Stored items
━━━

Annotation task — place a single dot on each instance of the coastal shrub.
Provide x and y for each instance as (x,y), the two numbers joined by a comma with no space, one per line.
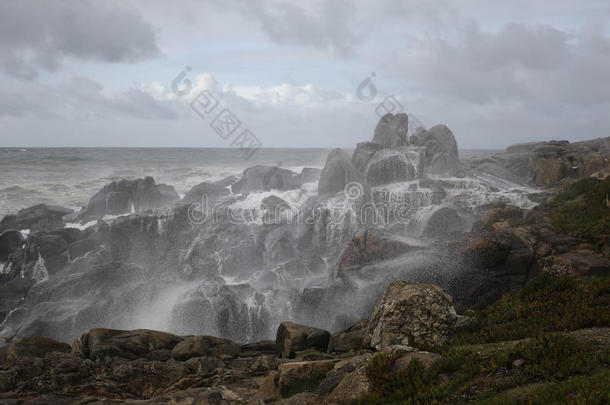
(548,303)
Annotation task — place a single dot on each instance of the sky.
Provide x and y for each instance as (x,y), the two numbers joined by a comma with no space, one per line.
(316,73)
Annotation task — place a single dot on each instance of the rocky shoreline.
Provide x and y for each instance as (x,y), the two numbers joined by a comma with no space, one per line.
(383,253)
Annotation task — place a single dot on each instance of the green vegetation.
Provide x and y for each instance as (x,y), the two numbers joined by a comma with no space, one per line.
(548,303)
(463,374)
(582,211)
(548,367)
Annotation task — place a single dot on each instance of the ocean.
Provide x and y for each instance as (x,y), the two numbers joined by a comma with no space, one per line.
(70,176)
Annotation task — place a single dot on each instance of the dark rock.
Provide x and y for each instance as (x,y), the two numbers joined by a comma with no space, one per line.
(41,217)
(337,173)
(349,339)
(264,178)
(368,246)
(292,337)
(443,221)
(8,222)
(411,314)
(279,246)
(141,343)
(199,346)
(10,242)
(310,174)
(274,210)
(392,131)
(364,153)
(440,146)
(211,191)
(34,347)
(124,196)
(389,167)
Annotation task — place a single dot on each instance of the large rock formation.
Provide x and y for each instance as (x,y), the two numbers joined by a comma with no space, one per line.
(411,314)
(370,245)
(392,131)
(441,151)
(546,164)
(292,337)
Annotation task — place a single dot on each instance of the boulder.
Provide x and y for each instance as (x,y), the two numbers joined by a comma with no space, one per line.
(441,148)
(364,153)
(310,174)
(274,209)
(279,246)
(41,217)
(264,178)
(10,242)
(411,314)
(294,373)
(199,346)
(8,222)
(292,337)
(34,347)
(125,196)
(551,170)
(368,246)
(337,173)
(351,388)
(426,358)
(443,221)
(211,191)
(139,343)
(349,339)
(392,131)
(388,167)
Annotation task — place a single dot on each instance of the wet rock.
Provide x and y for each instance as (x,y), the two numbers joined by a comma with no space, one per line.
(124,196)
(279,246)
(349,339)
(10,242)
(485,252)
(268,390)
(198,346)
(368,246)
(34,347)
(294,373)
(8,222)
(292,337)
(364,153)
(264,347)
(351,388)
(391,130)
(310,174)
(264,178)
(390,167)
(41,217)
(411,314)
(441,148)
(337,173)
(140,343)
(206,193)
(275,210)
(426,358)
(551,170)
(443,221)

━━━

__EXERCISE OBJECTIVE__: Reproduce the listing above with every "Annotation task" switched to "Labeling task" and all else left unchanged. Omit the pictures.

__SOLUTION BELOW__:
Labeling task — place a single dot on each instance of the coastal shrub.
Provide x and y for each instance as (x,y), the two numbers joined by a comma with no space, one per line.
(548,303)
Labeling task — place a single dot on each instance of the sky.
Provide x and y for each instance as (x,y), the two numbers joined by a comma with no space, one per line.
(316,73)
Labeling task — place a single dot on each instance of the rocky shoreline.
Provide x and y for each instance as (x,y), the two numbers joined by a comma with no space, one per line.
(383,253)
Labeling task — place a single dot on each instance of the green vegetation.
Provide x and y for each instance as (x,y), the two numbers joined by a comma with no space, one per line.
(548,303)
(463,374)
(582,211)
(548,367)
Labeling task — place a single dot on each instance of the ocean.
Provide x and y for each instance as (x,y), the two numbers joined by a comma with no space, one per line.
(70,176)
Labeling task — place a single dot on each instance of the dark rock.
Provide x and y for each instance as (x,y), the two numbers joined by a comma with no space, one per line.
(41,217)
(337,173)
(349,339)
(264,178)
(368,246)
(292,337)
(443,221)
(8,222)
(411,314)
(279,246)
(141,343)
(199,346)
(10,242)
(310,174)
(274,210)
(392,131)
(364,153)
(440,146)
(211,191)
(34,347)
(124,196)
(389,167)
Labeling task — place a single dot on each instance of the large rock formation.
Provide x and y for each instance as (x,y), the two numbers joined by a comma with no space, one per line.
(411,314)
(370,245)
(392,131)
(441,151)
(546,164)
(292,337)
Labeling task — place a single dot on each instance of the boulder.
Provide x and y for each instance as (x,y), the two numbers joined by a comma with no space, one per line.
(441,148)
(364,153)
(310,174)
(274,209)
(279,246)
(41,217)
(264,178)
(10,242)
(411,314)
(294,373)
(199,346)
(8,222)
(292,337)
(34,347)
(125,196)
(551,170)
(368,246)
(337,173)
(351,388)
(426,358)
(443,221)
(211,191)
(139,343)
(349,339)
(392,131)
(388,167)
Labeling task — place a single dot on each instance of the wet rock.
Provide x and y for each instance as (x,y), the two numbers joined by a comma with no space, one per line.
(124,196)
(279,246)
(349,339)
(10,242)
(485,252)
(268,390)
(198,346)
(368,246)
(34,347)
(294,373)
(8,222)
(292,337)
(364,153)
(264,347)
(351,388)
(391,130)
(310,174)
(264,178)
(390,167)
(41,217)
(411,314)
(441,148)
(337,173)
(140,343)
(206,193)
(275,210)
(426,358)
(551,170)
(443,221)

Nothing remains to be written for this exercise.